» Paginatekst:
2. Onder verwijzing naar de aangevallen uitspraak voor een uitvoeriger uiteenzetting van de in dit geding aan de orde zijnde feiten en omstandigheden, volstaat de Raad met het volgende.
2.1. Appellant was sedert 1 april 1990 werkzaam bij de gemeente Kerkrade, laatstelijk in de functie van Inspecteur Bouwen. Bij besluit van 20 december 2002 heeft het college appellant wegens plichtsverzuim de disciplinaire straf van voorwaardelijk ontslag opgelegd. Appellant werd onder meer verweten zich niet te hebben gehouden aan de voorschriften met betrekking tot ziekmelden en het aanvragen van verlof, controle bij ziekte te hebben belemmerd en niet onmiddellijk gehoor te hebben gegeven aan een opdracht tot werkhervatting. Bij besluit van 10 april 2003 heeft het college besloten het ontslag met ingang van de dag na verzending van dat besluit ten uitvoer te leggen, omdat appellant zich opnieuw niet volgens de geldende procedure had ziek gemeld en de controle bij ziekte had belemmerd. Tegen beide besluiten heeft appellant bezwaar gemaakt.

» Verzamelde gegevens:
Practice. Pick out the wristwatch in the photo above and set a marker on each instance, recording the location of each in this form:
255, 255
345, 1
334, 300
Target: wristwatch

» Je opdracht:
Beantwoord de volgende vragen met de paginatekst.
1. Sinds welke datum werkte de appellant bij de gemeente Kerkrade?
2. Welke disciplinaire straf legde het college de appellant op bij besluit van 20 december 2002?
3. Met ingang van wanneer besloot het college op 10 april 2003 het ontslag ten uitvoer te leggen?

» Antwoord:
1. Sinds 1 april 1990.
2. Voorwaardelijk ontslag.
3. Met ingang van de dag na verzending van dat besluit.